**GOAL**
Reproduce, word for word, the part of the rows that opens with the line containing "Can you find the northern" and runs through the final row, including both of those lines.

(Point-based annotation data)
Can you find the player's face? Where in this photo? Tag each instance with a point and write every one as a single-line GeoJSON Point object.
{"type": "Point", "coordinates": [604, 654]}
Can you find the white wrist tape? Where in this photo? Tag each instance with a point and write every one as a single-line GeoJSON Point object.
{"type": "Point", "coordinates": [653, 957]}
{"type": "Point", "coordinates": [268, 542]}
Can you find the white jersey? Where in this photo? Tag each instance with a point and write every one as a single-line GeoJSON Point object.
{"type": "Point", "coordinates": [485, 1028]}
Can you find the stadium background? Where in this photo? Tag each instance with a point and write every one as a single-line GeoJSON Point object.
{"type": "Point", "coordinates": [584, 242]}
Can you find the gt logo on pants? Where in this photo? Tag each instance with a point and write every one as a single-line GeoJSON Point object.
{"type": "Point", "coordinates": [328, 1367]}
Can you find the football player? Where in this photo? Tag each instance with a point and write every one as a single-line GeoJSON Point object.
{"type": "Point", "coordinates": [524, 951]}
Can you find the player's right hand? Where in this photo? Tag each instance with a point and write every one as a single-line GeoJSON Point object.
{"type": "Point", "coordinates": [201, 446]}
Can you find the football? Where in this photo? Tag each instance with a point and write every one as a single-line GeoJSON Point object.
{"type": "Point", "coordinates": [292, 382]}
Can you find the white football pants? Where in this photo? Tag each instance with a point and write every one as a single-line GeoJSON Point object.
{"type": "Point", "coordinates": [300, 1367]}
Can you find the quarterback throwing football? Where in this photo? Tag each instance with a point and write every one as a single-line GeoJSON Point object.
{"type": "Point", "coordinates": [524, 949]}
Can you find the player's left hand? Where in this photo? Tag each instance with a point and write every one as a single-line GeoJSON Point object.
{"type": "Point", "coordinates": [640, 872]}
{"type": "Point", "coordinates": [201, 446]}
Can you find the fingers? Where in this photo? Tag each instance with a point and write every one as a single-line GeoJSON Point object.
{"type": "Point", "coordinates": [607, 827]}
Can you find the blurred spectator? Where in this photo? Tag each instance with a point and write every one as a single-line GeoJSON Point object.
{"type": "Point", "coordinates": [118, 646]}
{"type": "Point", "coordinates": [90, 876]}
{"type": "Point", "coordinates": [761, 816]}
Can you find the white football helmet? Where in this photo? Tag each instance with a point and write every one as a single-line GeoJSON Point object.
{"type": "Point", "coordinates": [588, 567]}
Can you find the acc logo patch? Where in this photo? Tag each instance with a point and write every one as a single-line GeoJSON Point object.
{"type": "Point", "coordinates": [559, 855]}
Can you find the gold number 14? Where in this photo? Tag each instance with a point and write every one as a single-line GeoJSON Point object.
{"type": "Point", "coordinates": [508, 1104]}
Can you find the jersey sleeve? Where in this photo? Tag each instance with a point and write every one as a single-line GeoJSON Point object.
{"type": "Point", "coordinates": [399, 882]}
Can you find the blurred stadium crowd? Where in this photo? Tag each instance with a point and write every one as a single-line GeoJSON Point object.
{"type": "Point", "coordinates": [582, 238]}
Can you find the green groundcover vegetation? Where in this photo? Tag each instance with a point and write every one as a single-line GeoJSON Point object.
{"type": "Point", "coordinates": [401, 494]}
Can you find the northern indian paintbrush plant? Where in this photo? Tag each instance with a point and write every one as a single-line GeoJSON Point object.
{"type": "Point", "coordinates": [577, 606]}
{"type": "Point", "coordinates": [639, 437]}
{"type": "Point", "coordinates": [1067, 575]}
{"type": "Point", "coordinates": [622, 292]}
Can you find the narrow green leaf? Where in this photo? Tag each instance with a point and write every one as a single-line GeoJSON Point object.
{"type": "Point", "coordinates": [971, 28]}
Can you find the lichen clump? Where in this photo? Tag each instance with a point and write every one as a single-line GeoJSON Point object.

**THE REPLY**
Can you find the northern indian paintbrush plant? Where in this photo? Tag each instance with a point and write every one as a single-line GeoJSON Point object.
{"type": "Point", "coordinates": [577, 606]}
{"type": "Point", "coordinates": [639, 437]}
{"type": "Point", "coordinates": [1067, 575]}
{"type": "Point", "coordinates": [622, 292]}
Can you find the narrow green leaf? Where in this photo? Tag each instance with a point and write every one as a single-line GeoJSON Point object.
{"type": "Point", "coordinates": [971, 28]}
Can you find the lichen clump? Where in this photo? Tag each instance with a point and write every one as a single-line GeoJSON Point object.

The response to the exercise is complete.